_The problem_
Without including any pictures, copy each entry below exactly.

_Image point annotation entries_

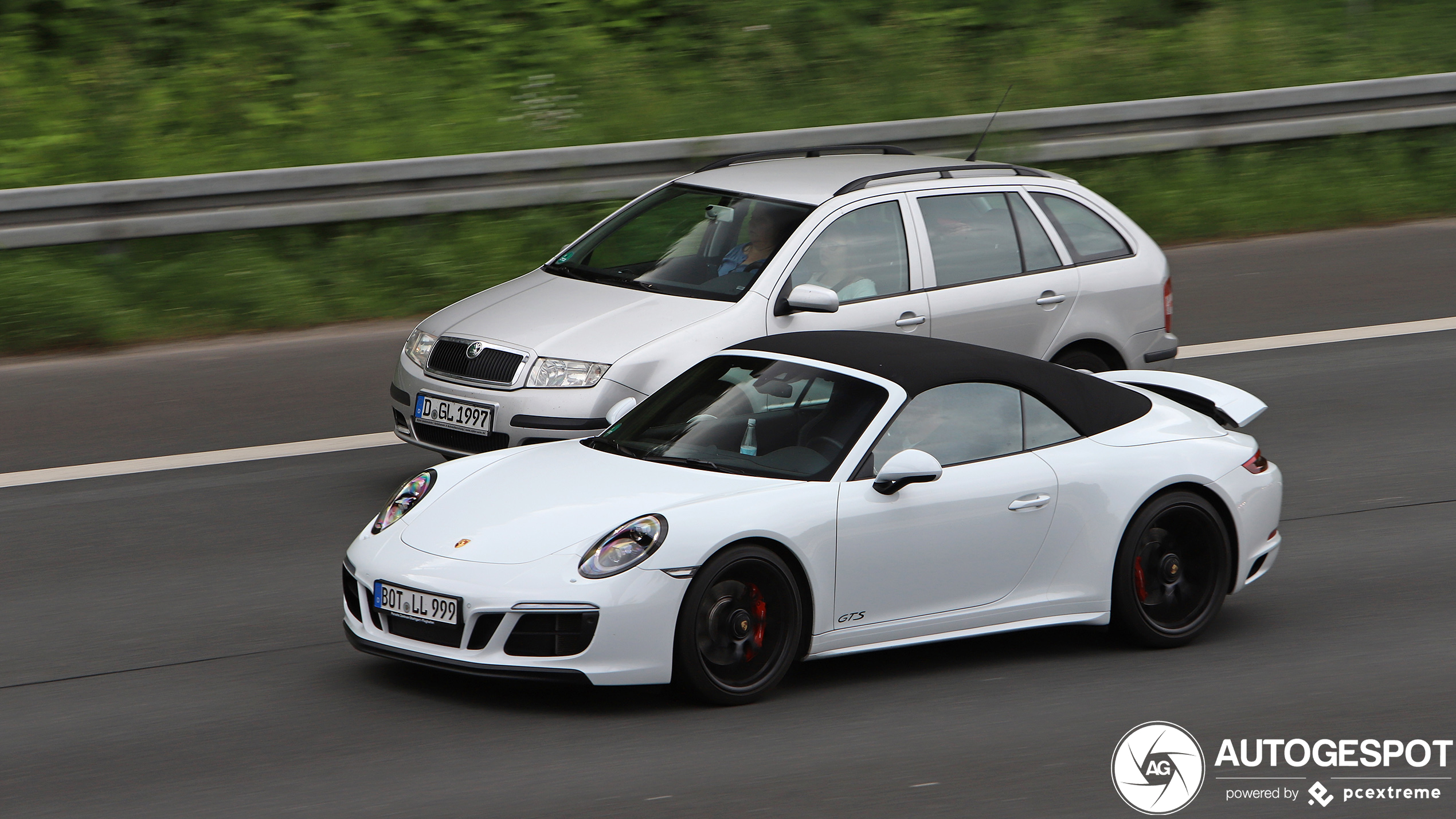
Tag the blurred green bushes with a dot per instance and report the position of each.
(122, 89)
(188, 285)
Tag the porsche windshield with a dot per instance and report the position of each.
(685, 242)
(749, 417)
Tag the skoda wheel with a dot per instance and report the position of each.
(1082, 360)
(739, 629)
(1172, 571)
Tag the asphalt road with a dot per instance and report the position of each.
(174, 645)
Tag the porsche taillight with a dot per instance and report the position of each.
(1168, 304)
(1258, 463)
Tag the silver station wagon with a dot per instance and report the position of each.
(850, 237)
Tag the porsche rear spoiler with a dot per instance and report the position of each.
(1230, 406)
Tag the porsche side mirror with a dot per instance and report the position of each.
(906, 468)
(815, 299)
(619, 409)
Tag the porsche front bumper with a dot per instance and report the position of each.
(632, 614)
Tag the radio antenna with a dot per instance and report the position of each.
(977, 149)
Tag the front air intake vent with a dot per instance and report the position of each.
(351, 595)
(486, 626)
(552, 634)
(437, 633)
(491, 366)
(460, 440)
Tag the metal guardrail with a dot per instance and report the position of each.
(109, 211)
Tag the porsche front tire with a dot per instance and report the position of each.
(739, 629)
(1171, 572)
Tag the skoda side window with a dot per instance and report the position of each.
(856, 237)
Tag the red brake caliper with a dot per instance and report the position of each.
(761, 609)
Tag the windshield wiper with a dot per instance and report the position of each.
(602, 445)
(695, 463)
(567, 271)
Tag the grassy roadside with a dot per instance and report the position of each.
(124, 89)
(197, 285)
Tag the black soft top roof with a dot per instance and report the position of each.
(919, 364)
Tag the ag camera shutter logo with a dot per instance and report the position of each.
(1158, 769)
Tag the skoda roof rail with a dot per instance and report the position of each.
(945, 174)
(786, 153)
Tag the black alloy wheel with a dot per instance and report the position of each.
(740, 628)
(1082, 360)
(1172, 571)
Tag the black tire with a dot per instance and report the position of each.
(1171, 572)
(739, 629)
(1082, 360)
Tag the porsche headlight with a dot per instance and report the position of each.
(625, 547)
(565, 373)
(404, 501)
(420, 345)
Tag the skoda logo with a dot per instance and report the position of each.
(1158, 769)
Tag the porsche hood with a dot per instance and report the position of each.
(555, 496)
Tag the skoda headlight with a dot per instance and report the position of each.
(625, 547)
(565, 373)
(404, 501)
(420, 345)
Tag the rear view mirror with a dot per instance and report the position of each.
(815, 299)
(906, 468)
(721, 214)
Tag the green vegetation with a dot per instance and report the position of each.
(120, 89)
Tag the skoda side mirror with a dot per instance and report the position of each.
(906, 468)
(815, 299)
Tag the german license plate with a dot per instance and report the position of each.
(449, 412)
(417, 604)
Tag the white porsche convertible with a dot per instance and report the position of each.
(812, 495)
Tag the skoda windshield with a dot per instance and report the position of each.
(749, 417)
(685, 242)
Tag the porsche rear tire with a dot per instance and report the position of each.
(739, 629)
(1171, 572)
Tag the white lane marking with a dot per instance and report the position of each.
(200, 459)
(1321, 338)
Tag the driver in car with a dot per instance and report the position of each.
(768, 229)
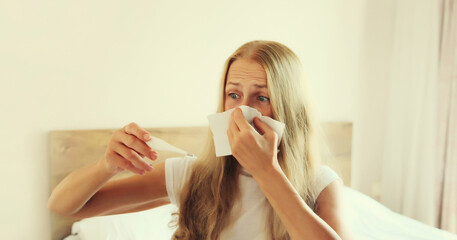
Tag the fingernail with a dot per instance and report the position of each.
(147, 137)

_Exercise response_
Tag the blurred green bushes with a dot per instance and report the position of each.
(122, 89)
(188, 285)
Tag the porsche windshield with a dot per instance and report the position of each.
(685, 242)
(749, 417)
Tag the skoda wheel with a dot per instance and report the position of each.
(1082, 360)
(739, 629)
(1172, 571)
Tag the asphalt road with a dot per instance and report the position of each.
(174, 645)
Tag the porsche taillight with a dot per instance and report the position of each.
(1168, 304)
(1258, 463)
Tag the silver station wagon with a dot per instance and report the position of each.
(850, 237)
Tag the porsche rear spoiler with a dot per instance and report the position of each.
(1230, 406)
Tag the porsche side mirror with a dot per instance and report the position of each.
(906, 468)
(815, 299)
(619, 409)
Tag the porsche front bumper with a dot per instance and report the position of each.
(632, 614)
Tag the radio antenna with a dot per instance and report the position of each.
(977, 149)
Tag the front air intake vent with a dot per instance and report the position of each.
(351, 595)
(486, 626)
(552, 634)
(437, 633)
(491, 366)
(460, 440)
Tag the metal guardrail with a dot per instance and report the position of each.
(109, 211)
Tag the porsche front tire with a dot per instance and report the position of each.
(739, 629)
(1171, 572)
Tag the skoda side window with a dot per instance and report the position of each.
(856, 237)
Tag the red brake caliper with a dot per instance and report the position of each.
(761, 609)
Tag the windshield wiper with a dot per instance and report the position of each.
(602, 445)
(695, 463)
(567, 271)
Tag the grassy roadside with a dot per instance and report the position of each.
(124, 89)
(197, 285)
Tag the black soft top roof with a dot per instance and report the position of each.
(919, 364)
Tag the ag camera shutter logo with a dot per instance and report the position of each.
(1158, 769)
Tag the skoda roof rail with a dot per instance and report the position of each.
(945, 174)
(786, 153)
Tag the black alloy wheel with a dot per instance and report the position of each.
(740, 628)
(1082, 360)
(1172, 571)
Tag the black tire with a dot per instance and report the position of each.
(1171, 572)
(739, 629)
(1082, 360)
Tag the porsche headlight with a dot per instance and report the position of each.
(625, 547)
(565, 373)
(404, 501)
(420, 345)
Tag the skoda logo with a dot per instance and report the position of each.
(1158, 769)
Tag the porsche hood with a dot per instance and report the position of each.
(555, 496)
Tag the skoda headlight with a dot per instance and report the position of each.
(625, 547)
(565, 373)
(404, 501)
(420, 345)
Tag the rear view mirror with a dot per instance and report the position of each.
(815, 299)
(906, 468)
(721, 214)
Tag the green vegetation with a dot per instance and report the position of each.
(120, 89)
Tag the skoda side mirror with a dot per instance and report the position of each.
(906, 468)
(815, 299)
Tag the german license plate with a dot per instance and report the position of each.
(449, 412)
(417, 604)
Tag the white porsche convertible with a dot per instance and report the position of each.
(812, 495)
Tag the skoda windshield with a dot per instance and report the position of each.
(749, 417)
(685, 242)
Tag the porsche rear tire with a dot per instance and report the position of each.
(739, 629)
(1171, 572)
Tag the white lane marking with a dot per instance and report the position of each.
(200, 459)
(1321, 338)
Tag the driver in car with a dot per instance and report the position of each.
(768, 229)
Tag the fingernail with a dot per instance and report the position of each.
(147, 137)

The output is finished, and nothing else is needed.